Assignment
Each entry should be restated word for word, with all pictures left out.

Input data
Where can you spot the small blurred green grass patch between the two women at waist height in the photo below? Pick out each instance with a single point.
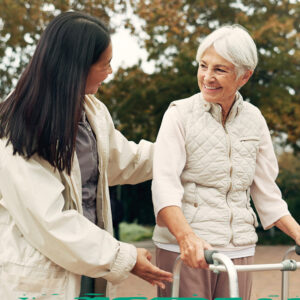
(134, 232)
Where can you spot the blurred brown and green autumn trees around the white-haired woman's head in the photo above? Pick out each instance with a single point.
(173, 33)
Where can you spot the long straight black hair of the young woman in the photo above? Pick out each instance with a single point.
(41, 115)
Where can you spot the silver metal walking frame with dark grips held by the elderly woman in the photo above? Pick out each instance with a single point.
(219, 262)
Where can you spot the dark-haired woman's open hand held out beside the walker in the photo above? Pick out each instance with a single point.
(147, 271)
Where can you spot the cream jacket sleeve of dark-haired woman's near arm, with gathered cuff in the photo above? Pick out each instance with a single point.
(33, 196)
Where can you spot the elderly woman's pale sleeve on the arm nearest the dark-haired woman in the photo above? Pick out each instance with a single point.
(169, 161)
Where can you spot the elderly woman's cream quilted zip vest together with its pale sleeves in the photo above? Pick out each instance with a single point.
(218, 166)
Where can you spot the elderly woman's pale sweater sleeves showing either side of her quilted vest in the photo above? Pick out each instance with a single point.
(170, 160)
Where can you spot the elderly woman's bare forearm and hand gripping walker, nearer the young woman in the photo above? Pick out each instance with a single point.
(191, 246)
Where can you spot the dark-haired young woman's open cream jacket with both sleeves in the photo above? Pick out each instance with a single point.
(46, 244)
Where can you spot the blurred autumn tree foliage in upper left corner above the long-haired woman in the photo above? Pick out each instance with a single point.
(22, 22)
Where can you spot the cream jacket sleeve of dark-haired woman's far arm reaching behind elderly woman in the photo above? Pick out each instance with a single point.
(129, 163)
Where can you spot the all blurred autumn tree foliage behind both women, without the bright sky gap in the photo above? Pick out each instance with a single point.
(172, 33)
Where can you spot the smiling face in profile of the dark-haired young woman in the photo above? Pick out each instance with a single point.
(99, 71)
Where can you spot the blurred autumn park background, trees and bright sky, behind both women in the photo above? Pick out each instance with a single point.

Task output
Where can you spot the small blurred green grass patch between the two women at waist height in the photo below? Pick out each instance with a single point.
(134, 232)
Where can you spot the blurred brown and green autumn trees around the white-haired woman's head in the photo above? Pick out each instance with a single point.
(173, 33)
Where can you spot the long straight black hair of the young woman in the photo above? Pick out each instance with a single point.
(41, 115)
Where can you spot the silver metal walking frame with dark grips held by the elderly woman in the photo above? Pick out each instance with a single point.
(219, 262)
Where can you spot the dark-haired woman's open hand held out beside the walker in the photo above? Pick out each instance with a single point.
(147, 271)
Where can you spot the cream jacket sleeve of dark-haired woman's near arm, with gathered cuff in the photo above? Pick out each instance with a single point.
(33, 196)
Where can you spot the elderly woman's pale sleeve on the arm nearest the dark-haired woman in the photo above? Pick out each instance with a single point.
(169, 161)
Where can you spot the elderly woman's cream quilted zip vest together with its pale sleeves in the photo above? Pick out each instance with a single point.
(218, 166)
Where can you spot the elderly woman's pale sweater sleeves showing either side of her quilted vest in the photo above? Pick out each instance with a single point.
(170, 160)
Where can you spot the elderly woman's bare forearm and hand gripping walker, nearer the young woman in the photo above? Pick out each instance with a single point.
(191, 246)
Where can you spot the dark-haired young woman's open cream jacket with both sleeves in the photo above? Pick out each instance with a single point.
(46, 244)
Where can you spot the blurred autumn tree foliage in upper left corner above the long-haired woman in the photo above? Pick out each instance with a single point.
(22, 22)
Where can you spot the cream jacket sleeve of dark-haired woman's far arm reaching behind elderly woman in the photo above? Pick out each instance with a single point.
(129, 163)
Where can you spot the all blurred autumn tree foliage behind both women, without the bright sky gap in the photo above? Pick out each instance with a single point.
(172, 33)
Where can you spot the smiling face in profile of the dark-haired young woman in the photo above? Pick out each instance with a single point.
(99, 71)
Where can you spot the blurred autumn park background, trees and bright sky, behind both women in the photo above? Pick out each instance with a single point.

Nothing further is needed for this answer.